▶ _The exercise_
Reproduce the passage of the forum thread about a bored cockatiel from "## Charlotte (Jun" up to and including "watching tv, etc.", word for word.

▶ _Reading text_
|---|
# Bored 'tiel



## CookieTiel (Feb 6, 2012)

Cookie, my little bird-girl, seems to be so bored! I work from home so she's out of the cage for the entire day. We moved in about a month ago and she's still getting used to the house, not 100% comfortable yet, but she's not very active during the day. She has a lot of toys in her cage but doesn't really care about them. Her most active time of day is in the morning right after she wakes up, and she loves exploring the kitchen. Other than that, she's very quiet. Our house is overall very quiet too, no kids, so I'm sure that affects her mood as well. Anything that I can do to keep her more entertained?


----------



## Charlotte (Jun 4, 2014)

Well, there's always trick-training which you could look into, but are you sure she's really bored? What does she do? Murray is also pretty active in the morning, but in the afternoon she just potters about on the desk chewing a few toys and boxes, snoozes on my shoulder and flies to the cage occasionally to bat-wing. I thought that was pretty normal...I wonder what more experienced owners think?


----------



## Jaguar (Jul 11, 2014)

Cockatiels generally don't really run around and play and make a ruckus like some of the other species do. They really like to be involved in what their "flock" (you) is doing, though - I would try to involve her in your everyday activities such as eating together, doing paperwork or chores, watching tv, etc.


----------



## CookieTiel (Feb 6, 2012)

Yes, she likes to get involved in what I do. She eats when I eat, and shreds papers on my desk when I'm doing paperwork. When I'm on the computer, she just sits on my lap and snoozes, though, until she wakes up and asks for scritches. I bought her a nice easter basket and filled it up with paper toys, thinking that maybe she could play with that when I'm on the computer, but she's not that interested.
|---|
▶ _Information supplied_

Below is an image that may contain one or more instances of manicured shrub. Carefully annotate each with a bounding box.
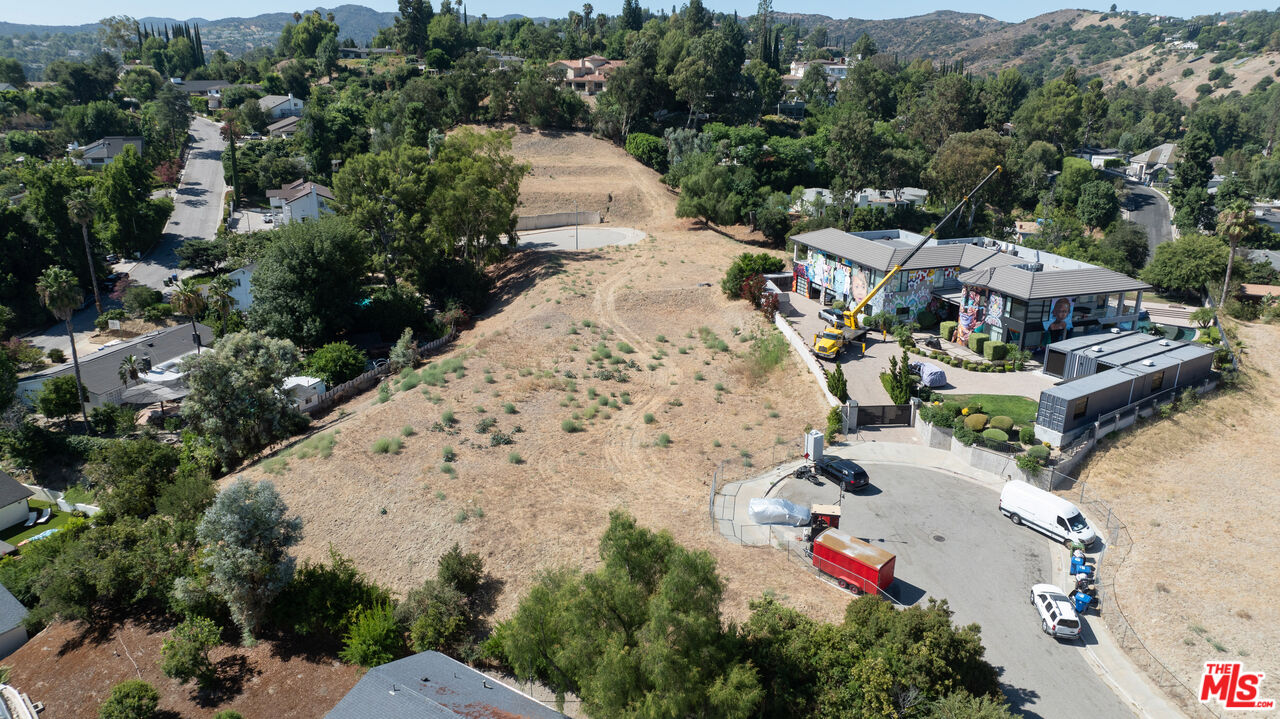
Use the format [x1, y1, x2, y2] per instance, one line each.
|---|
▶ _Full output_
## Charlotte (Jun 4, 2014)

Well, there's always trick-training which you could look into, but are you sure she's really bored? What does she do? Murray is also pretty active in the morning, but in the afternoon she just potters about on the desk chewing a few toys and boxes, snoozes on my shoulder and flies to the cage occasionally to bat-wing. I thought that was pretty normal...I wonder what more experienced owners think?


----------



## Jaguar (Jul 11, 2014)

Cockatiels generally don't really run around and play and make a ruckus like some of the other species do. They really like to be involved in what their "flock" (you) is doing, though - I would try to involve her in your everyday activities such as eating together, doing paperwork or chores, watching tv, etc.